---------- EXTRACTED MATERIAL

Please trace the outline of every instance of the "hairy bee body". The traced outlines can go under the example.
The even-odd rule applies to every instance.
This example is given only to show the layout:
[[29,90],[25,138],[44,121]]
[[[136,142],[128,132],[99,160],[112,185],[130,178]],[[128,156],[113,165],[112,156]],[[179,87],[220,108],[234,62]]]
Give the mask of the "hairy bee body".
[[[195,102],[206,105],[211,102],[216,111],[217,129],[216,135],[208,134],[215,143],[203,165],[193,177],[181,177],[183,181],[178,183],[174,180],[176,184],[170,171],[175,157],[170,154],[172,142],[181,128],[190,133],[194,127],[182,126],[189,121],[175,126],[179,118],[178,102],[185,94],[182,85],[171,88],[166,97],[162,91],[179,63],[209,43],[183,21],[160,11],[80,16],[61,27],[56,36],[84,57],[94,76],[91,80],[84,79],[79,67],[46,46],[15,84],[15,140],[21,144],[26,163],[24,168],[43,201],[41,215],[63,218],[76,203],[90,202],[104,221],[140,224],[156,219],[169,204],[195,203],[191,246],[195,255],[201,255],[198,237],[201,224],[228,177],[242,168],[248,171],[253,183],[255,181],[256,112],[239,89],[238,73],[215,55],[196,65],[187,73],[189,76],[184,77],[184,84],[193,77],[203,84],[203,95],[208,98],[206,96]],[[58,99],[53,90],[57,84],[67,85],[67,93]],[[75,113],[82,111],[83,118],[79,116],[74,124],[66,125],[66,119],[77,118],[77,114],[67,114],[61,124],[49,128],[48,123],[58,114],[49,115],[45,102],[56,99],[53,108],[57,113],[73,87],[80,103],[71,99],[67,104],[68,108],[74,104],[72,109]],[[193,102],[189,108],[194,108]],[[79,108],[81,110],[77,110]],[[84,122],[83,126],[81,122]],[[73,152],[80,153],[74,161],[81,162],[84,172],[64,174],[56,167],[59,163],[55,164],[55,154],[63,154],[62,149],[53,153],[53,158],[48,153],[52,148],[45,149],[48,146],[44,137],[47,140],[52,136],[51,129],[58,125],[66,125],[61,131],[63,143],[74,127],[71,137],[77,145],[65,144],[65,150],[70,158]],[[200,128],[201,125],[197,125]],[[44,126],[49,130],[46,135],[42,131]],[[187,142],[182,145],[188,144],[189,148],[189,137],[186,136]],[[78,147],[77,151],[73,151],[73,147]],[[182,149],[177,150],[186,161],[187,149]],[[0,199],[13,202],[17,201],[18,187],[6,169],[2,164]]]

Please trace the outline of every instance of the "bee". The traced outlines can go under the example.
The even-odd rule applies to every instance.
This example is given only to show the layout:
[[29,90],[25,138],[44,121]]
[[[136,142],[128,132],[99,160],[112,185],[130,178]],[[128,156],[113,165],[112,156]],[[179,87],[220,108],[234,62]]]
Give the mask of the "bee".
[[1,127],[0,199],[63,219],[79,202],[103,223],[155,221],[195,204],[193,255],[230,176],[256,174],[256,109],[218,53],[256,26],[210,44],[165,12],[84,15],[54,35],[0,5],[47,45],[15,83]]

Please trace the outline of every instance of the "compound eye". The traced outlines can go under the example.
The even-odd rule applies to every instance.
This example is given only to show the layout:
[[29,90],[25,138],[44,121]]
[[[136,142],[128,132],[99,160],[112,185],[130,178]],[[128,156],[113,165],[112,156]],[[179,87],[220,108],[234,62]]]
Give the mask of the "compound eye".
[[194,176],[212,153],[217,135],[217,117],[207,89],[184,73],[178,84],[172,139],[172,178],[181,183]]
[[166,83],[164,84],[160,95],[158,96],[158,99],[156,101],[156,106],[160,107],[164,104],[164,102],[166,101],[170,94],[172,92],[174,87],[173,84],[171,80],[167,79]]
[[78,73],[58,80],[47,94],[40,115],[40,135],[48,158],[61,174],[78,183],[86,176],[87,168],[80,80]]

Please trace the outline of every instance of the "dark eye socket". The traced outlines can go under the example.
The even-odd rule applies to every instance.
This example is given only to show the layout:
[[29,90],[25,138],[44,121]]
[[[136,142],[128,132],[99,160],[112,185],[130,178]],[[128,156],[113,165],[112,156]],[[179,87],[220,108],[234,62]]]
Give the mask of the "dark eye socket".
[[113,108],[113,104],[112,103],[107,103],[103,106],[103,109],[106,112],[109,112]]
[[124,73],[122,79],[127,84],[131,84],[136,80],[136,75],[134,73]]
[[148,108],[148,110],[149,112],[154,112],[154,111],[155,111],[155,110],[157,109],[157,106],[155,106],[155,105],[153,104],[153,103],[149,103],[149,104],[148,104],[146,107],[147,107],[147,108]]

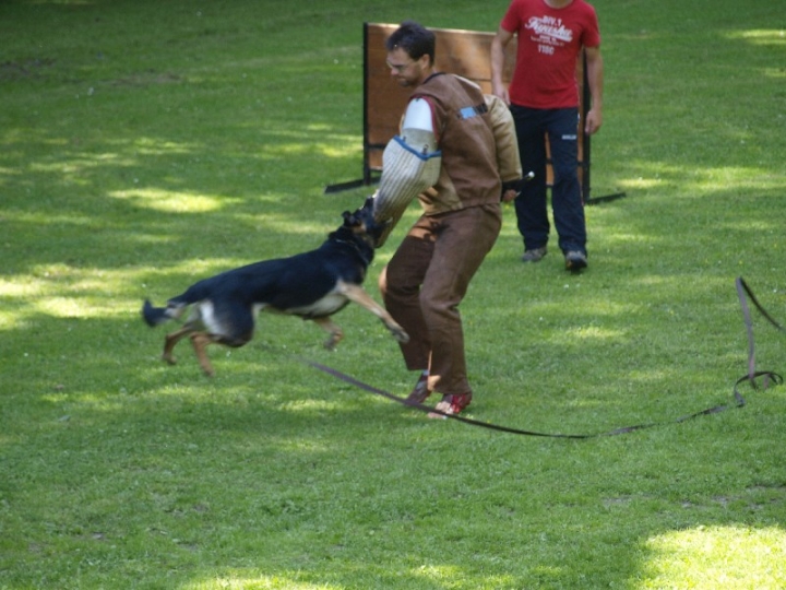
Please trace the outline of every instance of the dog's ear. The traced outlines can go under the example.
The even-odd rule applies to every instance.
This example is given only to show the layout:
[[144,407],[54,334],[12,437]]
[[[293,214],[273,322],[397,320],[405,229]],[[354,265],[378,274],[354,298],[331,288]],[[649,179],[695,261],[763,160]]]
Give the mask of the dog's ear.
[[357,211],[354,213],[345,211],[344,213],[342,213],[342,217],[344,217],[344,225],[346,225],[347,227],[353,227],[358,224]]

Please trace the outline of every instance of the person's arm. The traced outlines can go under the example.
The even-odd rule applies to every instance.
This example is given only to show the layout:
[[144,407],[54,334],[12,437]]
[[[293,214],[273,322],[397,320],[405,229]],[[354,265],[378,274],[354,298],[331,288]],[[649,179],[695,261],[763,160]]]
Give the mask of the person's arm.
[[500,26],[491,39],[491,92],[502,98],[507,105],[510,105],[510,96],[508,86],[502,82],[502,72],[504,72],[505,47],[512,38],[513,33]]
[[587,82],[592,104],[584,121],[584,132],[592,135],[603,125],[603,57],[599,47],[585,47]]

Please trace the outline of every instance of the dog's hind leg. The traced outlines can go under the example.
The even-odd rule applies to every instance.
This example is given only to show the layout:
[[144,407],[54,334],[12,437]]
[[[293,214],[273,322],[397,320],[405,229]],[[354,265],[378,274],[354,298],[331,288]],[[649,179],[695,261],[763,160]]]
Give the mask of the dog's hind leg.
[[365,307],[379,319],[381,319],[385,327],[393,334],[393,338],[395,338],[398,342],[409,342],[409,334],[404,331],[404,328],[398,326],[398,323],[393,319],[393,316],[391,316],[384,307],[374,302],[371,298],[371,295],[366,293],[366,291],[361,286],[352,283],[340,282],[338,287],[349,300],[353,300],[359,306]]
[[183,337],[187,337],[193,332],[193,329],[191,327],[186,327],[177,332],[172,332],[171,334],[167,334],[167,337],[164,339],[164,354],[162,354],[162,358],[169,363],[170,365],[174,365],[177,363],[175,357],[172,356],[172,349],[175,349],[175,344],[180,342],[180,340],[183,339]]
[[324,347],[329,351],[335,349],[335,345],[344,338],[343,330],[330,319],[330,317],[314,318],[313,322],[327,332],[331,337],[325,340]]
[[199,361],[202,370],[207,377],[213,377],[215,370],[207,357],[207,344],[215,342],[215,339],[205,332],[193,332],[191,334],[191,344],[193,344],[196,361]]

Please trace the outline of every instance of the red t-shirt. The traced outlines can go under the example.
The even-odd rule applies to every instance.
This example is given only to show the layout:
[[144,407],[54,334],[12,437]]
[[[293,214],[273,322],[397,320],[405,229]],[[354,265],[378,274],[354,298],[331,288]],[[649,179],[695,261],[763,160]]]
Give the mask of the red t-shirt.
[[576,59],[582,47],[599,47],[595,9],[573,0],[561,9],[545,0],[513,0],[500,23],[519,37],[508,93],[511,103],[531,108],[579,106]]

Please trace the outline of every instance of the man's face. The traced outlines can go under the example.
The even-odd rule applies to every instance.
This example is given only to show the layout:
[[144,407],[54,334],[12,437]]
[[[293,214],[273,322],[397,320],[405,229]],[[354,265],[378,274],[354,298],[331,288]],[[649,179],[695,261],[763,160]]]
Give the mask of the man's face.
[[396,47],[388,52],[388,67],[400,86],[417,86],[422,82],[428,59],[428,56],[422,56],[415,60],[404,49]]

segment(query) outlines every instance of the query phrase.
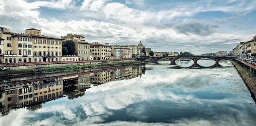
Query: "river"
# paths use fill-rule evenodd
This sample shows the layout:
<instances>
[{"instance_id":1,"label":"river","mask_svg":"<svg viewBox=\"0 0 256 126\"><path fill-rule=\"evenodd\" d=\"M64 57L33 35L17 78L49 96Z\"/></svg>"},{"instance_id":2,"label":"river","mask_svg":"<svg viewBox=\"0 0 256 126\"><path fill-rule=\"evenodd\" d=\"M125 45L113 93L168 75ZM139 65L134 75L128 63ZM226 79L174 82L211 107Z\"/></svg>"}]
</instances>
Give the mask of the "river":
<instances>
[{"instance_id":1,"label":"river","mask_svg":"<svg viewBox=\"0 0 256 126\"><path fill-rule=\"evenodd\" d=\"M0 126L256 126L255 103L229 61L159 62L2 78Z\"/></svg>"}]
</instances>

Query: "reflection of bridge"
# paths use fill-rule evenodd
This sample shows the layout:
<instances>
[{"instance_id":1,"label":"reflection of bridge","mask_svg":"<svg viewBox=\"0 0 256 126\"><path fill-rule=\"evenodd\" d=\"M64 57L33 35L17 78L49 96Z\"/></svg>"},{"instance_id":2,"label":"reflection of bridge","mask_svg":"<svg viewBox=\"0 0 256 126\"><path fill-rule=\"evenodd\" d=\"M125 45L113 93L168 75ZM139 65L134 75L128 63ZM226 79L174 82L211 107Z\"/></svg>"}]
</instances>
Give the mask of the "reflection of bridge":
<instances>
[{"instance_id":1,"label":"reflection of bridge","mask_svg":"<svg viewBox=\"0 0 256 126\"><path fill-rule=\"evenodd\" d=\"M209 67L220 67L221 65L218 64L219 61L223 59L231 59L233 60L236 60L236 58L235 57L228 57L228 56L160 56L160 57L142 57L142 58L138 58L137 59L138 61L143 62L146 59L149 59L152 61L153 63L157 63L157 61L158 60L162 59L162 58L165 58L169 59L171 61L171 64L170 65L176 65L175 62L176 60L180 58L181 57L186 57L189 59L190 59L192 61L194 61L193 64L190 67L202 67L199 65L197 63L197 62L198 60L202 59L202 58L209 58L210 59L212 59L215 61L215 64L214 65Z\"/></svg>"}]
</instances>

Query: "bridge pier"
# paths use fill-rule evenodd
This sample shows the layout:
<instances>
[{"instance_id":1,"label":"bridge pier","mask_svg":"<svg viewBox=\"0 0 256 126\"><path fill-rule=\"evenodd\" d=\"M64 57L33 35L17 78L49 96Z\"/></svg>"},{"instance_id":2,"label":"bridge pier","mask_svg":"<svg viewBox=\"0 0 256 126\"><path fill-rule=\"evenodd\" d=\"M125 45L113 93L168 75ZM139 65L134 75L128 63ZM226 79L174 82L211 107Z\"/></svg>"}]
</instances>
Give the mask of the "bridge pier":
<instances>
[{"instance_id":1,"label":"bridge pier","mask_svg":"<svg viewBox=\"0 0 256 126\"><path fill-rule=\"evenodd\" d=\"M218 64L219 61L219 59L218 58L215 58L215 67L220 67L220 64Z\"/></svg>"},{"instance_id":2,"label":"bridge pier","mask_svg":"<svg viewBox=\"0 0 256 126\"><path fill-rule=\"evenodd\" d=\"M188 57L193 61L193 64L192 66L190 67L204 67L201 66L199 64L198 64L197 61L198 59L201 59L203 58L208 58L213 60L215 60L215 65L212 66L218 67L220 67L220 65L218 63L218 62L220 60L221 60L223 59L231 59L234 60L236 60L236 58L234 57L227 57L227 56L222 56L222 57L217 57L217 56L160 56L160 57L142 57L142 58L138 58L137 59L137 60L138 61L140 61L143 62L146 59L150 59L152 60L152 62L154 63L157 63L157 60L158 59L160 59L161 58L166 58L169 59L171 61L171 64L170 65L176 65L175 62L175 60L183 57Z\"/></svg>"},{"instance_id":3,"label":"bridge pier","mask_svg":"<svg viewBox=\"0 0 256 126\"><path fill-rule=\"evenodd\" d=\"M196 58L193 58L193 61L194 61L194 64L193 64L193 67L197 67L197 59Z\"/></svg>"},{"instance_id":4,"label":"bridge pier","mask_svg":"<svg viewBox=\"0 0 256 126\"><path fill-rule=\"evenodd\" d=\"M174 61L174 60L173 59L173 58L170 58L169 59L171 61L171 64L170 64L170 65L177 65L177 64L176 64L176 63L175 63L175 61Z\"/></svg>"}]
</instances>

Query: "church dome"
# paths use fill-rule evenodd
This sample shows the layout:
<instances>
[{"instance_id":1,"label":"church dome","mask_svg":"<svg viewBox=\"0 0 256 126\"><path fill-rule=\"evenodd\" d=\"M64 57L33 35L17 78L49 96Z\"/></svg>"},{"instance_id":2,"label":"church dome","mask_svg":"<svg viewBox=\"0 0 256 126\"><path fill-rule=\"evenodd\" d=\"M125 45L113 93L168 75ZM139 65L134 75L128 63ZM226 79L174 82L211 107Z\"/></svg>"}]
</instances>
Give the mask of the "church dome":
<instances>
[{"instance_id":1,"label":"church dome","mask_svg":"<svg viewBox=\"0 0 256 126\"><path fill-rule=\"evenodd\" d=\"M143 46L143 44L142 44L142 43L141 43L141 41L140 41L140 43L139 43L139 45L138 45L138 46Z\"/></svg>"}]
</instances>

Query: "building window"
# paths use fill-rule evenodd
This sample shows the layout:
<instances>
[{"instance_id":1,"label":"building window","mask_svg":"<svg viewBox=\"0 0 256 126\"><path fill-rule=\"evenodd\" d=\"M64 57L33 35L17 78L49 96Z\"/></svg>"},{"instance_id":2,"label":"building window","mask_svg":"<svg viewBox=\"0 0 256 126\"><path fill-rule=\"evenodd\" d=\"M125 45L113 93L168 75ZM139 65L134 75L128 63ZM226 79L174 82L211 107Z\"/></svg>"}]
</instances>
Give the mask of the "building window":
<instances>
[{"instance_id":1,"label":"building window","mask_svg":"<svg viewBox=\"0 0 256 126\"><path fill-rule=\"evenodd\" d=\"M23 50L23 55L26 55L26 50Z\"/></svg>"},{"instance_id":2,"label":"building window","mask_svg":"<svg viewBox=\"0 0 256 126\"><path fill-rule=\"evenodd\" d=\"M19 100L22 100L23 99L23 96L19 96Z\"/></svg>"},{"instance_id":3,"label":"building window","mask_svg":"<svg viewBox=\"0 0 256 126\"><path fill-rule=\"evenodd\" d=\"M11 37L6 37L6 39L7 40L11 40Z\"/></svg>"},{"instance_id":4,"label":"building window","mask_svg":"<svg viewBox=\"0 0 256 126\"><path fill-rule=\"evenodd\" d=\"M28 98L28 95L24 95L24 99L26 99Z\"/></svg>"},{"instance_id":5,"label":"building window","mask_svg":"<svg viewBox=\"0 0 256 126\"><path fill-rule=\"evenodd\" d=\"M32 92L32 87L29 87L29 92Z\"/></svg>"},{"instance_id":6,"label":"building window","mask_svg":"<svg viewBox=\"0 0 256 126\"><path fill-rule=\"evenodd\" d=\"M19 50L19 55L21 55L21 50Z\"/></svg>"}]
</instances>

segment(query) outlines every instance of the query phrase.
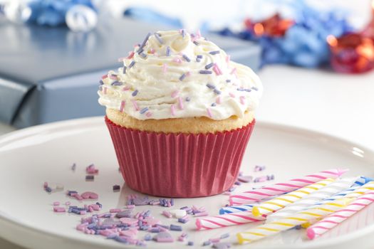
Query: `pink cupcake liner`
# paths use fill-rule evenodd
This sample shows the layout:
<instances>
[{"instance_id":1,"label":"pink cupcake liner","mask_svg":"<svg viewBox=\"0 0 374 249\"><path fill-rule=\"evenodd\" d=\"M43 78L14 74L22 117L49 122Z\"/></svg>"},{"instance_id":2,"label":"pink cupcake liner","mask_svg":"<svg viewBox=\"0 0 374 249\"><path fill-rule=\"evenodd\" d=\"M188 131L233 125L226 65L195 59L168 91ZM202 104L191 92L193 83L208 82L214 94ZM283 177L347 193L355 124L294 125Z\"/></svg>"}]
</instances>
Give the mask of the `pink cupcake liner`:
<instances>
[{"instance_id":1,"label":"pink cupcake liner","mask_svg":"<svg viewBox=\"0 0 374 249\"><path fill-rule=\"evenodd\" d=\"M164 134L120 127L105 117L122 175L139 192L165 197L221 194L234 184L255 120L216 134Z\"/></svg>"}]
</instances>

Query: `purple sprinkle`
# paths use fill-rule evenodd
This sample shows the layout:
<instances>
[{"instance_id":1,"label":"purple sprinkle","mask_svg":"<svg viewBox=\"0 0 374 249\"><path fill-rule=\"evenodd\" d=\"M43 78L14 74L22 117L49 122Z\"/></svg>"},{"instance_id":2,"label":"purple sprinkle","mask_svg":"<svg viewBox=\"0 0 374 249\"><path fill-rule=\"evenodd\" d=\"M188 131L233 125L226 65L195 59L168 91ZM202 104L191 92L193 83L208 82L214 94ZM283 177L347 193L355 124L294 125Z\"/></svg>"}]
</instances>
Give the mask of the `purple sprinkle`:
<instances>
[{"instance_id":1,"label":"purple sprinkle","mask_svg":"<svg viewBox=\"0 0 374 249\"><path fill-rule=\"evenodd\" d=\"M131 61L131 63L130 63L130 65L128 65L128 68L131 68L134 66L134 65L135 65L135 60L133 60Z\"/></svg>"},{"instance_id":2,"label":"purple sprinkle","mask_svg":"<svg viewBox=\"0 0 374 249\"><path fill-rule=\"evenodd\" d=\"M180 75L180 80L182 81L182 80L185 80L185 78L186 78L186 74L183 73L182 75Z\"/></svg>"},{"instance_id":3,"label":"purple sprinkle","mask_svg":"<svg viewBox=\"0 0 374 249\"><path fill-rule=\"evenodd\" d=\"M217 53L219 53L219 51L210 51L209 53L211 55L217 55Z\"/></svg>"},{"instance_id":4,"label":"purple sprinkle","mask_svg":"<svg viewBox=\"0 0 374 249\"><path fill-rule=\"evenodd\" d=\"M166 56L170 56L170 47L167 46L166 47Z\"/></svg>"},{"instance_id":5,"label":"purple sprinkle","mask_svg":"<svg viewBox=\"0 0 374 249\"><path fill-rule=\"evenodd\" d=\"M209 83L207 84L207 86L208 87L208 88L210 88L210 89L215 89L216 88L216 87L214 85L213 85L212 84L209 84Z\"/></svg>"},{"instance_id":6,"label":"purple sprinkle","mask_svg":"<svg viewBox=\"0 0 374 249\"><path fill-rule=\"evenodd\" d=\"M162 41L162 38L161 38L161 36L160 36L159 33L155 33L155 37L156 39L158 41L158 42L160 43L160 44L164 44L164 41Z\"/></svg>"},{"instance_id":7,"label":"purple sprinkle","mask_svg":"<svg viewBox=\"0 0 374 249\"><path fill-rule=\"evenodd\" d=\"M186 60L187 62L190 62L191 61L191 60L186 55L182 55L182 57L183 57L185 60Z\"/></svg>"},{"instance_id":8,"label":"purple sprinkle","mask_svg":"<svg viewBox=\"0 0 374 249\"><path fill-rule=\"evenodd\" d=\"M136 96L137 95L137 92L139 92L139 91L137 90L135 90L135 91L133 92L133 93L131 94L133 97Z\"/></svg>"},{"instance_id":9,"label":"purple sprinkle","mask_svg":"<svg viewBox=\"0 0 374 249\"><path fill-rule=\"evenodd\" d=\"M201 73L202 75L210 75L212 74L212 71L209 71L209 70L200 70L199 73Z\"/></svg>"},{"instance_id":10,"label":"purple sprinkle","mask_svg":"<svg viewBox=\"0 0 374 249\"><path fill-rule=\"evenodd\" d=\"M147 110L148 110L148 107L144 107L143 109L140 110L140 114L144 114Z\"/></svg>"},{"instance_id":11,"label":"purple sprinkle","mask_svg":"<svg viewBox=\"0 0 374 249\"><path fill-rule=\"evenodd\" d=\"M115 80L115 81L113 81L111 85L122 85L122 83L118 80Z\"/></svg>"},{"instance_id":12,"label":"purple sprinkle","mask_svg":"<svg viewBox=\"0 0 374 249\"><path fill-rule=\"evenodd\" d=\"M144 46L145 46L145 43L147 43L147 41L148 41L148 38L150 38L151 33L148 33L147 34L147 36L145 36L145 38L144 39L143 42L142 43L142 44L140 45L140 46L139 47L139 50L137 51L137 53L140 53L142 52L142 48L144 48ZM139 51L142 50L142 51L139 52Z\"/></svg>"},{"instance_id":13,"label":"purple sprinkle","mask_svg":"<svg viewBox=\"0 0 374 249\"><path fill-rule=\"evenodd\" d=\"M205 65L205 69L209 69L210 68L212 68L212 66L214 65L214 63L209 63L209 64L207 64Z\"/></svg>"}]
</instances>

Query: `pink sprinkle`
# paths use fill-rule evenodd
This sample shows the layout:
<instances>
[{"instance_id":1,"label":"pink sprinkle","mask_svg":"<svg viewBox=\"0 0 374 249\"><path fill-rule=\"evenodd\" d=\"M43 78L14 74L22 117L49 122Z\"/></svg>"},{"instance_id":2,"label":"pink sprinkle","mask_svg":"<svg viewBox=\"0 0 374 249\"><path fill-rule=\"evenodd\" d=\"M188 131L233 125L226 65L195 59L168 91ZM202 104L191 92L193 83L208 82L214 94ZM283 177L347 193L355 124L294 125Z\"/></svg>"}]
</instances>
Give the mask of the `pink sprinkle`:
<instances>
[{"instance_id":1,"label":"pink sprinkle","mask_svg":"<svg viewBox=\"0 0 374 249\"><path fill-rule=\"evenodd\" d=\"M209 108L207 108L207 112L208 113L208 116L209 116L209 117L213 117L213 115L212 115L212 112L211 112L211 110L210 110Z\"/></svg>"},{"instance_id":2,"label":"pink sprinkle","mask_svg":"<svg viewBox=\"0 0 374 249\"><path fill-rule=\"evenodd\" d=\"M125 108L125 104L126 103L125 101L123 100L121 102L121 106L120 107L120 112L123 112L123 108Z\"/></svg>"},{"instance_id":3,"label":"pink sprinkle","mask_svg":"<svg viewBox=\"0 0 374 249\"><path fill-rule=\"evenodd\" d=\"M172 215L170 213L170 212L168 212L167 211L162 211L162 215L167 218L172 218Z\"/></svg>"},{"instance_id":4,"label":"pink sprinkle","mask_svg":"<svg viewBox=\"0 0 374 249\"><path fill-rule=\"evenodd\" d=\"M230 55L226 55L226 62L228 63L230 62Z\"/></svg>"},{"instance_id":5,"label":"pink sprinkle","mask_svg":"<svg viewBox=\"0 0 374 249\"><path fill-rule=\"evenodd\" d=\"M175 58L172 61L177 63L182 63L182 60L179 58Z\"/></svg>"},{"instance_id":6,"label":"pink sprinkle","mask_svg":"<svg viewBox=\"0 0 374 249\"><path fill-rule=\"evenodd\" d=\"M246 97L244 96L240 96L240 103L241 105L245 105L246 104Z\"/></svg>"},{"instance_id":7,"label":"pink sprinkle","mask_svg":"<svg viewBox=\"0 0 374 249\"><path fill-rule=\"evenodd\" d=\"M216 99L216 103L221 104L221 96L218 96Z\"/></svg>"},{"instance_id":8,"label":"pink sprinkle","mask_svg":"<svg viewBox=\"0 0 374 249\"><path fill-rule=\"evenodd\" d=\"M180 110L183 110L183 100L182 99L182 97L178 97L178 106Z\"/></svg>"},{"instance_id":9,"label":"pink sprinkle","mask_svg":"<svg viewBox=\"0 0 374 249\"><path fill-rule=\"evenodd\" d=\"M167 65L164 63L162 65L162 73L166 73L167 71Z\"/></svg>"},{"instance_id":10,"label":"pink sprinkle","mask_svg":"<svg viewBox=\"0 0 374 249\"><path fill-rule=\"evenodd\" d=\"M60 207L60 206L54 206L53 207L53 211L55 213L64 213L66 211L65 208Z\"/></svg>"},{"instance_id":11,"label":"pink sprinkle","mask_svg":"<svg viewBox=\"0 0 374 249\"><path fill-rule=\"evenodd\" d=\"M131 100L131 102L133 102L133 105L134 106L134 108L135 109L135 111L138 111L139 110L139 107L137 106L137 104L136 103L136 101L135 100Z\"/></svg>"},{"instance_id":12,"label":"pink sprinkle","mask_svg":"<svg viewBox=\"0 0 374 249\"><path fill-rule=\"evenodd\" d=\"M128 53L128 59L131 59L133 57L134 57L134 51L131 51L131 52L129 52Z\"/></svg>"},{"instance_id":13,"label":"pink sprinkle","mask_svg":"<svg viewBox=\"0 0 374 249\"><path fill-rule=\"evenodd\" d=\"M128 86L125 86L125 88L122 88L122 90L125 92L125 91L129 90L130 88L131 88L128 85Z\"/></svg>"},{"instance_id":14,"label":"pink sprinkle","mask_svg":"<svg viewBox=\"0 0 374 249\"><path fill-rule=\"evenodd\" d=\"M174 105L170 105L170 111L172 112L172 115L175 116L175 107Z\"/></svg>"},{"instance_id":15,"label":"pink sprinkle","mask_svg":"<svg viewBox=\"0 0 374 249\"><path fill-rule=\"evenodd\" d=\"M120 213L121 211L120 208L110 208L109 213Z\"/></svg>"},{"instance_id":16,"label":"pink sprinkle","mask_svg":"<svg viewBox=\"0 0 374 249\"><path fill-rule=\"evenodd\" d=\"M172 97L175 97L178 95L178 93L180 93L180 91L178 91L177 90L175 90L172 92Z\"/></svg>"},{"instance_id":17,"label":"pink sprinkle","mask_svg":"<svg viewBox=\"0 0 374 249\"><path fill-rule=\"evenodd\" d=\"M207 212L197 213L194 216L195 216L195 217L207 216L208 216L208 213Z\"/></svg>"}]
</instances>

--------------------

- **EXERCISE TASK**:
Copy out every line of the items above that contains the word "face".

- **OUTPUT FOR THIS TASK**:
Please trace the outline of every instance of the man's face. The traced outlines can go under the example.
Give the mask of the man's face.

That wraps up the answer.